## Instruction
Copy out the records below with "keypoint" replaced by "marker" everywhere and nothing else changed. Leave the pictures out.
* Start Supplied data *
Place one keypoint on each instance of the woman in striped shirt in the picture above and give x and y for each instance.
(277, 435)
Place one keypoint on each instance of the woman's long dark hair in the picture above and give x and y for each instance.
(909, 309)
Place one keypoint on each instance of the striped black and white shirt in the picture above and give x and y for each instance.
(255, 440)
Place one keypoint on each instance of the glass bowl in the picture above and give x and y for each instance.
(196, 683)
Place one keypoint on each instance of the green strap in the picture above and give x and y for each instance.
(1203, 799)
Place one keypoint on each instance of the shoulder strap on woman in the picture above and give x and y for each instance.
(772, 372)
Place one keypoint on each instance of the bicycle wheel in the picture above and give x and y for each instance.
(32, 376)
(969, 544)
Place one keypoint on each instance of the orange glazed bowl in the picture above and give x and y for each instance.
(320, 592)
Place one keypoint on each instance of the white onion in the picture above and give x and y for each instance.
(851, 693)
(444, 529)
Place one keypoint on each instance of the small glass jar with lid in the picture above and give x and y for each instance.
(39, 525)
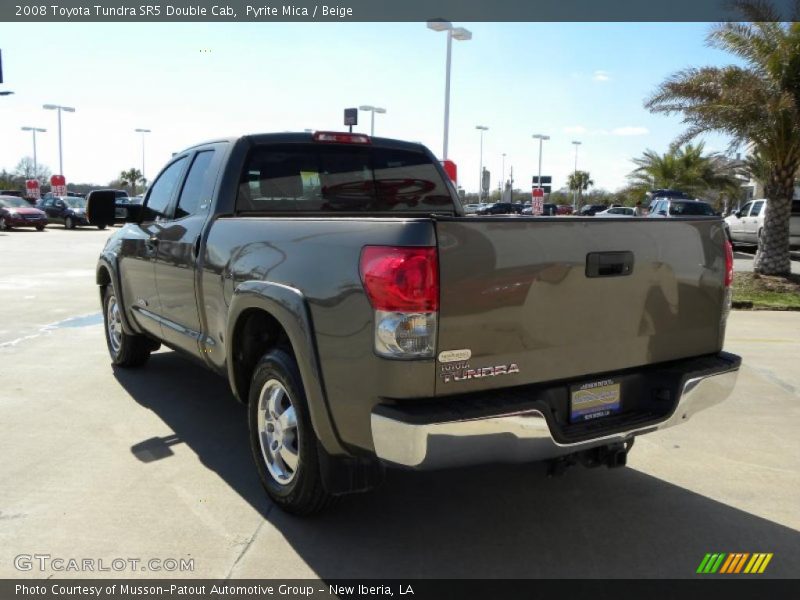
* End Supplied data *
## Written solution
Place one marker on each instance of the woman in striped shirt in the picture above and give x and y for each instance.
(277, 435)
Place one marker on each instance of the woman's long dark hair in the picture above and give x and y for each instance.
(909, 309)
Place one marker on each instance of the striped black and white shirt in the picture above and give x and y for each instance.
(255, 440)
Place one marker on each instance of the glass bowl in the picture above and give x and y for each instance.
(196, 683)
Place one marker on each instance of the green strap in the picture above and give x and y for each instance.
(1203, 799)
Place one marker on each instance of the shoulder strap on woman in the picture above and give x and y for each instance.
(772, 372)
Place one marker on each instance of the bicycle wheel in the picture above and give x and y for each instance.
(32, 376)
(969, 544)
Place one marker on each instance of the orange glazed bowl in the picture above and give x and y for each instance.
(320, 592)
Place one marker on each instance of the white onion in the picture above and give x and y for each instance.
(851, 693)
(444, 529)
Place one marker on each instance of the small glass jar with lid in the picture above and give x and y for each instance.
(39, 525)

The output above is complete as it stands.